Start Dataset rows
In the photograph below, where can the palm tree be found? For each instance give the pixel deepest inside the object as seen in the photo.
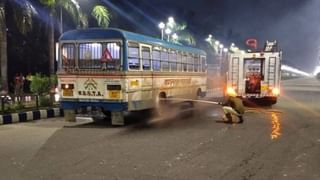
(72, 7)
(23, 17)
(185, 37)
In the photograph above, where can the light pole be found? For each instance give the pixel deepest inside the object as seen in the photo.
(161, 26)
(168, 32)
(175, 37)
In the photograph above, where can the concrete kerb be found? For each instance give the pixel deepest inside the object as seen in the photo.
(30, 115)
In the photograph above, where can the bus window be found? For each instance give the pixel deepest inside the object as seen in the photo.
(133, 57)
(156, 60)
(173, 61)
(179, 61)
(111, 58)
(190, 63)
(184, 63)
(90, 55)
(164, 60)
(68, 55)
(146, 59)
(196, 63)
(204, 64)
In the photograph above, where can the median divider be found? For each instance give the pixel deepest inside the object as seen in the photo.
(30, 115)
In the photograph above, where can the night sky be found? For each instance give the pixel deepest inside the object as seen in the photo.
(295, 24)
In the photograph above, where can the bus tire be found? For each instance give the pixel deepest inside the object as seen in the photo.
(69, 115)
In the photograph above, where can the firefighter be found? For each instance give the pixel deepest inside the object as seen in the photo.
(233, 109)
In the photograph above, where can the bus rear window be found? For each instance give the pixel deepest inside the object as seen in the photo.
(105, 56)
(68, 55)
End Dataset rows
▶ **To do**
Restate the entire listing word for word, excluding pictures.

▶ **Task output**
In the photograph below, where can the palm tree be found? For each instance give the pixel deepest inside the object as seen in the photo.
(72, 7)
(23, 17)
(185, 37)
In the photograph above, where can the light pole be found? For each instance give the pixel deepest inside the object as seen in the photo.
(161, 26)
(168, 32)
(175, 37)
In the photograph above, where can the concrete kerb be found? For each instance give the pixel deepest inside the object as seen in the photo.
(30, 115)
In the photograph above, where can the bus window be found? For each instance give the pixel deepest inside the object as seen in the photo.
(133, 57)
(156, 60)
(173, 61)
(179, 61)
(111, 58)
(190, 63)
(184, 63)
(90, 55)
(164, 60)
(68, 55)
(146, 59)
(196, 63)
(204, 64)
In the photograph above, where can the median divider be found? For each instance give the pixel deepest inside the object as seen in the photo.
(30, 115)
In the photograph above, where can the night sky be found? For each instance give the pixel deepest inside the object as seen in the photo.
(295, 24)
In the photograph above, where can the bus tire be found? For each instance give the pixel deepest inside the object as seen in the photo.
(69, 115)
In the photograph above, where can the firefighter be found? For each instance give the pixel deepest inside the object as seen in the photo.
(233, 109)
In the photograph above, where can the bus rear window be found? For each instance give the pixel deepest inside the object as seen in the photo.
(105, 56)
(68, 55)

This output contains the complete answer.